Haydn 2032 - Volume 13 - L'appel du cor

 

Cor naturel - photo © Lexofadown

L’album l’Appel du cor, volume 13 du projet Haydn 2032 (enregistrement d’une intégrale des symphonies de Joseph Haydn par Giovanni Antonini et Il giardino armonico), comporte trois symphonies, n° 31, 59 et 48, dans l’ordre chronologique, donnant au cor une place prépondérante. Toutefois le titre appel du cor s’applique spécifiquement à la n° 31 qui comporte quatre cors dans son orchestration.  La période comprise entre mai et septembre 1765, seul moment de cette année où l'orchestre de Haydn comptait quatre cors (1), est sans doute celle de la composition de la symphonie n° 31 en ré majeur Appel du Cor. Bien plus développée que la symphonie n° 72, composée en 1763 que l’on considère souvent comme une étude préliminaire à la n° 31, elle garde le même aspect divertimento caractérisé par d'importants solos instrumentaux dans chaque mouvement (2,3).

◆ ◆ ◆ ◆

● CONSIGNE A
Dans le texte sur l'album L'Appel du cor, quelles symphonies de Haydn sont réunies ?

● LISTE DES FICHES
◆ ◆ ◆ ◆

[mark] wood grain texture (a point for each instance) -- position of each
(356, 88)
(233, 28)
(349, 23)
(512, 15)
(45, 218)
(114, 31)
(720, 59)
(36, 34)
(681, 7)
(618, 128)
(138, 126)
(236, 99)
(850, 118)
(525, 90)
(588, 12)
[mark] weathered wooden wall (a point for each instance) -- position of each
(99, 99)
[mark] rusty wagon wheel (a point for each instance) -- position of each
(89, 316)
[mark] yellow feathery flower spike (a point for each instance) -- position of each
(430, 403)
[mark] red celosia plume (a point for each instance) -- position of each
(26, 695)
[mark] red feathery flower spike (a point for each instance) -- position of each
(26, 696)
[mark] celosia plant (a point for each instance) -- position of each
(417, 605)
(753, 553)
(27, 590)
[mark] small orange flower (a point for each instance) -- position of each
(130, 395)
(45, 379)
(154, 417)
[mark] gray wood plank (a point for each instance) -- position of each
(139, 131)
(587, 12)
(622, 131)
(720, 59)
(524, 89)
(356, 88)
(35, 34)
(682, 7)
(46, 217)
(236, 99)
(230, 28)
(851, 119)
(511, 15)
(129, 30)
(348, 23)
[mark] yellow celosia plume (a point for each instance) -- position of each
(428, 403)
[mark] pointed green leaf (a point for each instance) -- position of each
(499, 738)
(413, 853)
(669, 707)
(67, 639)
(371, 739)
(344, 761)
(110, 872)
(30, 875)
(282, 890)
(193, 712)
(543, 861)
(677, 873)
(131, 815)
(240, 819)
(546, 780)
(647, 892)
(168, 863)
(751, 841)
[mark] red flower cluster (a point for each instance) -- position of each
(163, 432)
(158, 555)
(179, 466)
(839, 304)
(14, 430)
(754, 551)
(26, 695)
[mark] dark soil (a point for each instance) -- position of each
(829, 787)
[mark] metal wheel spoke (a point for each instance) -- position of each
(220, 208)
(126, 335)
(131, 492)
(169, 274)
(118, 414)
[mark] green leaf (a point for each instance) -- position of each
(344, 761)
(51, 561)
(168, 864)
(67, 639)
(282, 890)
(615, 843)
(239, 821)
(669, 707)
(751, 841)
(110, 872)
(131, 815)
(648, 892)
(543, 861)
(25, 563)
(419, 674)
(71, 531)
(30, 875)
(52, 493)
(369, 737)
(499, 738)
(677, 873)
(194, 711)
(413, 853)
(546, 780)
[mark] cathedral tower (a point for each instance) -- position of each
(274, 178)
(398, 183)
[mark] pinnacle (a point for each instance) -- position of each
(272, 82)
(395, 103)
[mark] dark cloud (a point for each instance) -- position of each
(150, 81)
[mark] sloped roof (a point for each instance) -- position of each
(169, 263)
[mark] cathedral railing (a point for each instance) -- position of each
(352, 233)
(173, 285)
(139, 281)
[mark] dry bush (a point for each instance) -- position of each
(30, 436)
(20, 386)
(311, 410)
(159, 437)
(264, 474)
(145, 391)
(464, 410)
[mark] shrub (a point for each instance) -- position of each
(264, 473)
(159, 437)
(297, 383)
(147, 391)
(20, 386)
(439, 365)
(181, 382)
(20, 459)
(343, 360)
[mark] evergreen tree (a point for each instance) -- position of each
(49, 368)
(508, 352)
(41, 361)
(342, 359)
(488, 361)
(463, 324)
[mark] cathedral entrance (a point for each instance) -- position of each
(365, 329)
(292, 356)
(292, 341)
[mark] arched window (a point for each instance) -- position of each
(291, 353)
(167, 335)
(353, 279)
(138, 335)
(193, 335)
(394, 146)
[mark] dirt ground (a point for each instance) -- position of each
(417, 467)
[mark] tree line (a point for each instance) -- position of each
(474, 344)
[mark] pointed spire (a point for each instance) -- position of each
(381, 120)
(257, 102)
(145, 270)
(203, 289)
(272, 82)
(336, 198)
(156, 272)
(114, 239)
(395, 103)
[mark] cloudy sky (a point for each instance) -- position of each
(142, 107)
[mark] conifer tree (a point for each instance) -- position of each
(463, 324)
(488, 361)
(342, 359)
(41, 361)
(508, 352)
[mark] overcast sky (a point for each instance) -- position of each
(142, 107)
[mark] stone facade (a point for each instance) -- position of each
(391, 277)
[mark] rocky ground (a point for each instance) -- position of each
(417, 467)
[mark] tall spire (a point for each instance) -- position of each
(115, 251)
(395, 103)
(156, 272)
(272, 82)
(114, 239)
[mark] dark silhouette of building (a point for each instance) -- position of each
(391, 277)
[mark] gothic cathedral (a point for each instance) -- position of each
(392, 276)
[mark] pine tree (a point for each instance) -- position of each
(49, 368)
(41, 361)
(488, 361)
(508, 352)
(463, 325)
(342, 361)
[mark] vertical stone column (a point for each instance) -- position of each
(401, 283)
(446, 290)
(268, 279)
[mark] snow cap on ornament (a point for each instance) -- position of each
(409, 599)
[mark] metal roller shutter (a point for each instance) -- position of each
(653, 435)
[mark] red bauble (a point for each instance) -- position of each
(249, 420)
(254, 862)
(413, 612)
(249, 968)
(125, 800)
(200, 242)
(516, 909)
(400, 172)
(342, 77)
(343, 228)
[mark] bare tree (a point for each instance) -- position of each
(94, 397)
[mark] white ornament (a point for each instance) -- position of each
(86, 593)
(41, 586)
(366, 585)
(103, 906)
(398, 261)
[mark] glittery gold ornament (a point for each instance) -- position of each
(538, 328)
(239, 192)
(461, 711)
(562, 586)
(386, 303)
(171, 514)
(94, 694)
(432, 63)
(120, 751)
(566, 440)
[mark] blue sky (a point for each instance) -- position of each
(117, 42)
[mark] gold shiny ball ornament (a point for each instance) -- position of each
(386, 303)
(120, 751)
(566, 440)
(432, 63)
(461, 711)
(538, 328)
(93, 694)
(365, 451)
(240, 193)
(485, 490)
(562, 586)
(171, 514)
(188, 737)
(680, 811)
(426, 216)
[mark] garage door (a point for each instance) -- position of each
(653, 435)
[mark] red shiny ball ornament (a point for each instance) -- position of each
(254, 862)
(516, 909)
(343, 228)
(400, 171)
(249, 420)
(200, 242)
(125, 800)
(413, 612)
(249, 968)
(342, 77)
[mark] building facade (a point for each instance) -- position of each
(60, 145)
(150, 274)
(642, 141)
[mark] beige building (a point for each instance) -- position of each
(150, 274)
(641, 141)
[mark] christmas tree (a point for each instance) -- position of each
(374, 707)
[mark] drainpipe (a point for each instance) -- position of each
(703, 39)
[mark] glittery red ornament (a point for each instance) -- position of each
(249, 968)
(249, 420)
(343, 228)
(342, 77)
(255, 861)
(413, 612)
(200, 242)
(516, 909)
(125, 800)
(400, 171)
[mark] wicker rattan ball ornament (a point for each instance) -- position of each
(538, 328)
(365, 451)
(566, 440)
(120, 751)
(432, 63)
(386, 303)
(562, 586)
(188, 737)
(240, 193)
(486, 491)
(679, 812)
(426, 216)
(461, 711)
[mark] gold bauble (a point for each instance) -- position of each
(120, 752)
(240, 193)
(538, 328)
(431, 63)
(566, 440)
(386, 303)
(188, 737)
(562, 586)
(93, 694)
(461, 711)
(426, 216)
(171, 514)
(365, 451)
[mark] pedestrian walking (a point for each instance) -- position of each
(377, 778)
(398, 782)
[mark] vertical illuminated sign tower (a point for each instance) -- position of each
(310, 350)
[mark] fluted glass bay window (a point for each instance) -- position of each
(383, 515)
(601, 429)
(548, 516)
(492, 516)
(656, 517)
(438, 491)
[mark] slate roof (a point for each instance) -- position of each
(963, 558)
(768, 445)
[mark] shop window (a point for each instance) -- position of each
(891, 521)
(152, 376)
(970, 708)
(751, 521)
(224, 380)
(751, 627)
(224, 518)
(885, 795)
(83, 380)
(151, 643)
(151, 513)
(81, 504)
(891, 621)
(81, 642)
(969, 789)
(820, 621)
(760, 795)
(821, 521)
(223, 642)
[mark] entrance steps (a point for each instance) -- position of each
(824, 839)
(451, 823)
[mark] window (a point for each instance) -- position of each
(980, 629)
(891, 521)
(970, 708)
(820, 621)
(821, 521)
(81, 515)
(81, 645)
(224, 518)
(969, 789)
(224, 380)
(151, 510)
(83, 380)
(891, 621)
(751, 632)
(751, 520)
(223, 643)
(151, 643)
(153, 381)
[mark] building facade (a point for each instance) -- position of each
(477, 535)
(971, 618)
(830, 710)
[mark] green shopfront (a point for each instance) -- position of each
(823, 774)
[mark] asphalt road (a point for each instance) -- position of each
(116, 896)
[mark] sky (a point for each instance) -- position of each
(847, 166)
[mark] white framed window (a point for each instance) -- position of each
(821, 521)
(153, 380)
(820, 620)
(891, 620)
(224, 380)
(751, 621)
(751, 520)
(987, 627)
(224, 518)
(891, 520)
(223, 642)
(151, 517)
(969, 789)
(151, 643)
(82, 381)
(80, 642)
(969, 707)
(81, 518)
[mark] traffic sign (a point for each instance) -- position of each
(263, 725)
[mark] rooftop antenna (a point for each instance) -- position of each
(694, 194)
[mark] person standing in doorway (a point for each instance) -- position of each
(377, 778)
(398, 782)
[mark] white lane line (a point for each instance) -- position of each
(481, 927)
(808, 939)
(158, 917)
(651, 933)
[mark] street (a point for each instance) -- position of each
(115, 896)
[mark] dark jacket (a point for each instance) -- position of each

◆ ◆ ◆ ◆

● CONSIGNE B
Repérez dans les fiches chaque ligne où figure le mot « dark », et recopiez-la.

● RÉPONSE A
Les symphonies n° 31, 59 et 48.

● RÉPONSE B
[mark] dark soil (a point for each instance) -- position of each
[mark] dark cloud (a point for each instance) -- position of each
[mark] dark silhouette of building (a point for each instance) -- position of each
[mark] dark jacket (a point for each instance) -- position of each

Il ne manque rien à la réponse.